Extracted information:
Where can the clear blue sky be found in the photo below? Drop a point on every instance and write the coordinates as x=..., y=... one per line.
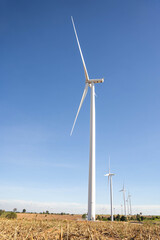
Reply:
x=41, y=84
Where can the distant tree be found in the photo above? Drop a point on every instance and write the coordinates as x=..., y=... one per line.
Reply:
x=138, y=217
x=1, y=212
x=117, y=218
x=11, y=215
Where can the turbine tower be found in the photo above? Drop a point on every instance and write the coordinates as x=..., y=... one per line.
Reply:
x=123, y=190
x=129, y=198
x=109, y=175
x=89, y=83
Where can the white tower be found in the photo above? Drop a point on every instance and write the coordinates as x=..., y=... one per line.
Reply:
x=89, y=83
x=109, y=175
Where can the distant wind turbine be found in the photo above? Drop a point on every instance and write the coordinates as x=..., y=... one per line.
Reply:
x=129, y=198
x=123, y=190
x=89, y=83
x=109, y=175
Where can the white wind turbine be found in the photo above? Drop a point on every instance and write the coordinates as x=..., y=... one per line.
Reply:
x=123, y=190
x=129, y=199
x=89, y=83
x=109, y=175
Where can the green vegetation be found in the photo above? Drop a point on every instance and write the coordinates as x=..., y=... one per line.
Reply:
x=84, y=216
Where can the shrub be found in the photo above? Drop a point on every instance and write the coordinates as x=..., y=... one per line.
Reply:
x=123, y=218
x=117, y=218
x=11, y=215
x=99, y=218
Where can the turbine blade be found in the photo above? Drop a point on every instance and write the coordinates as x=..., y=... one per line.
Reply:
x=85, y=69
x=109, y=164
x=80, y=105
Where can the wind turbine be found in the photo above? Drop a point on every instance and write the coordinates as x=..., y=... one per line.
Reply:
x=89, y=83
x=129, y=198
x=123, y=190
x=109, y=175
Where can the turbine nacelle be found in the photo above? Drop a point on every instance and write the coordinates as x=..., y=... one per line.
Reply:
x=109, y=174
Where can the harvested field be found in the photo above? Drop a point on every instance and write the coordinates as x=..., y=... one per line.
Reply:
x=48, y=228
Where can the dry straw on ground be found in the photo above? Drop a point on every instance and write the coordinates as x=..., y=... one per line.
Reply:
x=48, y=228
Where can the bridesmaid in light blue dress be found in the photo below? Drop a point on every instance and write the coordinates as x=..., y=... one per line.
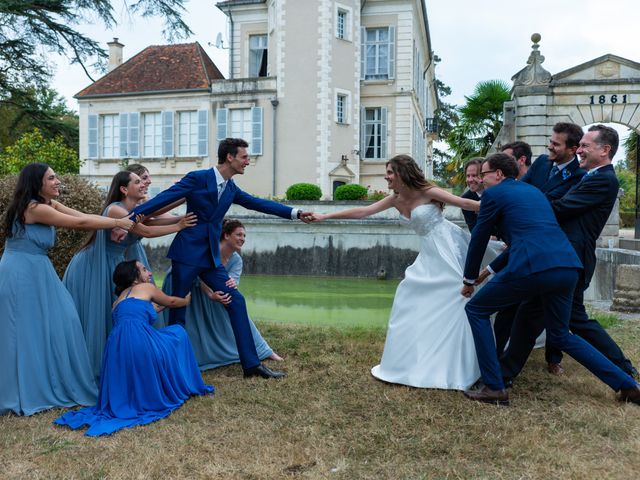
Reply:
x=88, y=275
x=146, y=373
x=43, y=355
x=207, y=320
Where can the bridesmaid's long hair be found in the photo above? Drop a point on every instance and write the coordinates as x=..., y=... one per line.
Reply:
x=410, y=173
x=124, y=275
x=27, y=190
x=120, y=179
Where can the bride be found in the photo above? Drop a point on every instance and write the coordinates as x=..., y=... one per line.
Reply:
x=429, y=342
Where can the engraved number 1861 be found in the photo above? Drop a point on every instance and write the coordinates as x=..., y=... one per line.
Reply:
x=611, y=99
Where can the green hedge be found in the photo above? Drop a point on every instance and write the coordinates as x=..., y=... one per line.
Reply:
x=352, y=191
x=76, y=193
x=304, y=191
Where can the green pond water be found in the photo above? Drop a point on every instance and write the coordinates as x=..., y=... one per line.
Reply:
x=325, y=301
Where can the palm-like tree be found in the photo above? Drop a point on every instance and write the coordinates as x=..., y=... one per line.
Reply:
x=480, y=122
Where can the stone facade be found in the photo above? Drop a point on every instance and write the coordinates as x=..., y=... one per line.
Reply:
x=603, y=90
x=328, y=90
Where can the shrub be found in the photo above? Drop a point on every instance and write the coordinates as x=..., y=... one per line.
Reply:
x=303, y=191
x=76, y=193
x=352, y=191
x=33, y=147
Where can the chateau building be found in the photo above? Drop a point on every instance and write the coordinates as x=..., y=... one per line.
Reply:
x=325, y=92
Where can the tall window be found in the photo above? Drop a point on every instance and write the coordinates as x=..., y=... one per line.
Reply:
x=378, y=53
x=152, y=134
x=187, y=134
x=341, y=24
x=110, y=136
x=258, y=56
x=341, y=108
x=374, y=133
x=240, y=122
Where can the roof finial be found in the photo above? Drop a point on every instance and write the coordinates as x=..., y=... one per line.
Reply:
x=533, y=73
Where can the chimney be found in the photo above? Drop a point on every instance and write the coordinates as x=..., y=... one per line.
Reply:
x=115, y=54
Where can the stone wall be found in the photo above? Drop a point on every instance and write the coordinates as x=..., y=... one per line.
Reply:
x=604, y=279
x=371, y=247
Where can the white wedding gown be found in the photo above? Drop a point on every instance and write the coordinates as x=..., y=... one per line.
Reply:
x=429, y=341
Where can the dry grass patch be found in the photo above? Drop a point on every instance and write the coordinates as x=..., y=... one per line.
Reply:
x=331, y=419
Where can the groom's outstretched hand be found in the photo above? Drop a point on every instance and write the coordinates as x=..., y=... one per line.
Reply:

What you need to do: Retype the line containing "Where can the stone wall" and all the lines after it, ending with the final line of the material, exactly.

Response:
Where can the stone wall be found in the photo above? Drop a point on every instance and write the coordinates as x=..., y=... one per line.
Reply:
x=604, y=279
x=371, y=247
Where can the white wedding gown be found in the photo above? Drop a point on every instance and write the coordinates as x=..., y=... one per line.
Reply:
x=429, y=341
Where can the dry grass patch be found in the photo above? Drop a point on every instance and write the coordinates as x=..., y=... one per line.
Reply:
x=331, y=419
Where can the groom's outstretched hand be found in the photo above? Drop a point on every instance and write the coordinates as x=..., y=... one per line.
Reply:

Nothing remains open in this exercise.